* **WHAT YOU SHOULD DO**
Write out each of the records below word for word, with no changes.

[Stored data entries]
---*---
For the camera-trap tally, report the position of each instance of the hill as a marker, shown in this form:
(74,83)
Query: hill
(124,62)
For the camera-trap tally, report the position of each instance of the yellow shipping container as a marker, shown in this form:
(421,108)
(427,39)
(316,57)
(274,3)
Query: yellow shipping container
---*---
* **EXERCISE OUTPUT**
For the camera-trap tally, report the position of each instance of the hill as a marker, shown in this form:
(74,83)
Query: hill
(124,62)
For the camera-trap tally, report the position of each instance of the yellow shipping container as a marker, shown in this form:
(421,108)
(427,39)
(316,57)
(274,3)
Query: yellow shipping container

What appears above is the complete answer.